• Exercise
Copy out all the records below, switching "drop a point" to "place a marker" everywhere and keeping everything else the same. Leave the pictures out of your copy.

[start of Data section]

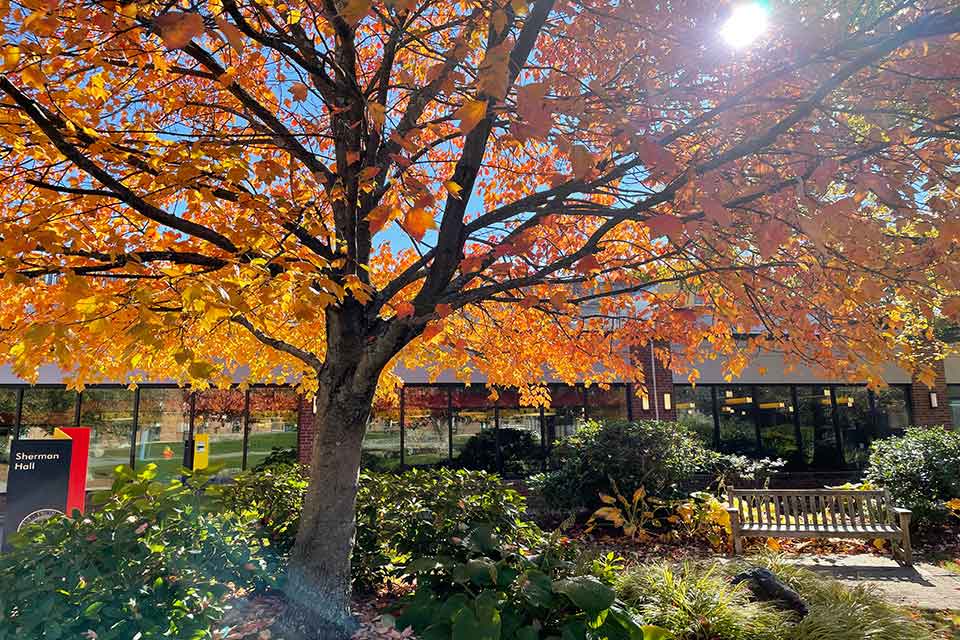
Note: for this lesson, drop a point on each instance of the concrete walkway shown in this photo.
(924, 585)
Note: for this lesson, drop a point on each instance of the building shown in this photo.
(813, 423)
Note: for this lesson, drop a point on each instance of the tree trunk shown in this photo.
(318, 588)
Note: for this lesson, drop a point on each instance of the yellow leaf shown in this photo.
(453, 188)
(233, 35)
(470, 114)
(129, 11)
(177, 29)
(201, 369)
(299, 91)
(498, 20)
(355, 10)
(11, 56)
(417, 221)
(33, 76)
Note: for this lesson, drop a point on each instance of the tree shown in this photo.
(323, 189)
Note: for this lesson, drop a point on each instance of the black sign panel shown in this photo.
(38, 481)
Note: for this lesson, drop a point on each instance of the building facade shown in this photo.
(812, 423)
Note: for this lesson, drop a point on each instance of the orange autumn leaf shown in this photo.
(233, 35)
(299, 91)
(177, 29)
(470, 114)
(417, 222)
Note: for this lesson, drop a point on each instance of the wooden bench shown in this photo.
(818, 513)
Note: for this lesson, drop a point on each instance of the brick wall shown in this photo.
(664, 385)
(923, 413)
(306, 427)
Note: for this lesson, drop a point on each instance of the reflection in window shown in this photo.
(737, 431)
(381, 443)
(856, 423)
(8, 417)
(566, 413)
(821, 449)
(473, 412)
(607, 404)
(426, 425)
(219, 414)
(775, 418)
(694, 406)
(109, 414)
(893, 411)
(953, 394)
(164, 423)
(273, 422)
(45, 409)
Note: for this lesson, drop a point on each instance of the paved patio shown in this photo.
(924, 585)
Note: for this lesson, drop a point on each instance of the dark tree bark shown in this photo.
(319, 585)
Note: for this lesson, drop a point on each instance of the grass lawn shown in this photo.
(945, 624)
(225, 451)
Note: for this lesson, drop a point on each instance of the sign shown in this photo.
(38, 483)
(77, 492)
(201, 451)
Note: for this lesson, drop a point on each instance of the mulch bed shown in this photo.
(255, 618)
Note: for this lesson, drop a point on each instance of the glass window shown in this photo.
(219, 414)
(46, 408)
(473, 412)
(8, 417)
(109, 415)
(738, 433)
(856, 423)
(694, 407)
(381, 443)
(893, 410)
(607, 404)
(426, 424)
(820, 447)
(164, 423)
(274, 413)
(566, 413)
(953, 394)
(775, 414)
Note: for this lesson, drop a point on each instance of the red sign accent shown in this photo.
(77, 489)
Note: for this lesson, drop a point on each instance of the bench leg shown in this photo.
(735, 532)
(905, 540)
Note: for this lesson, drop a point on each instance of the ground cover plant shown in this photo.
(149, 561)
(488, 591)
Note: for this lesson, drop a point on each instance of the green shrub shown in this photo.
(519, 451)
(921, 469)
(274, 493)
(838, 612)
(278, 456)
(697, 602)
(660, 456)
(148, 562)
(487, 590)
(423, 513)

[end of Data section]

• Complete answer
Note: for this lesson, place a marker on each instance of the concrete walkway shown in this photo.
(924, 585)
Note: for this lesson, place a marker on each instance of the building shown in this photo.
(813, 423)
Note: for this lesson, place a marker on each instance of the tree trunk shown in this photo.
(318, 588)
Note: for this lesson, place a marker on each instance of the yellow leaf shown in this photo.
(453, 188)
(233, 35)
(470, 114)
(129, 11)
(177, 29)
(201, 369)
(299, 91)
(498, 20)
(355, 10)
(11, 56)
(417, 221)
(33, 76)
Note: for this lesson, place a marker on each instance of the tree shown in this photo.
(323, 189)
Note: for this lesson, place a marker on each instance of the black sign panel shown in this photo.
(38, 481)
Note: for this lesson, place a marker on each instance of the building facade shown in this photo.
(812, 423)
Note: for this lesson, place a marker on each instance of the orange autumn leaf shown in this photo.
(233, 35)
(299, 91)
(177, 29)
(470, 114)
(417, 222)
Note: for this lesson, place a marker on each instance of the wooden bench shown in this photo.
(818, 513)
Note: for this lesson, place a marker on each instance of the brick wall shown in this photo.
(664, 385)
(923, 413)
(306, 427)
Note: for this lesson, place a marker on each instance of the reflection in window shown in this photo.
(737, 431)
(381, 443)
(856, 423)
(8, 417)
(566, 413)
(821, 449)
(473, 412)
(607, 404)
(426, 425)
(219, 414)
(775, 418)
(694, 406)
(109, 414)
(893, 411)
(953, 394)
(164, 423)
(273, 422)
(45, 409)
Note: for this lesson, place a marker on each instance of the paved patio shown in this photo.
(924, 585)
Note: for this lesson, place a marker on each instance of the dark tree bark shown in this photo.
(319, 585)
Note: for this lesson, place a marker on each instance of the grass lawn shown in this photo.
(945, 624)
(225, 451)
Note: for this lesson, place a marker on each instance of the sign shown in this photo.
(38, 483)
(77, 492)
(201, 451)
Note: for this lesson, place a marker on each instance of the mulch bed shown in this photo.
(255, 618)
Note: for this lesson, place a marker on each instance of the glass window shown in this photo.
(219, 414)
(46, 408)
(473, 412)
(8, 417)
(109, 415)
(738, 433)
(856, 423)
(694, 407)
(381, 443)
(893, 410)
(607, 404)
(426, 424)
(820, 447)
(164, 423)
(274, 413)
(566, 413)
(953, 394)
(775, 414)
Note: for this lesson, place a marker on each instance of the red sign accent shown in this photo.
(77, 489)
Note: for this lesson, place a marker on each instance of the bench leg shown in this photo.
(735, 532)
(905, 540)
Note: for this lesson, place a marker on each instance of the ground cover plant shown in this photo.
(149, 561)
(488, 591)
Note: for this lesson, place a marker on each instance of the green shrub shown in this photo.
(519, 451)
(921, 469)
(274, 493)
(838, 612)
(278, 456)
(697, 602)
(660, 456)
(148, 562)
(487, 590)
(423, 513)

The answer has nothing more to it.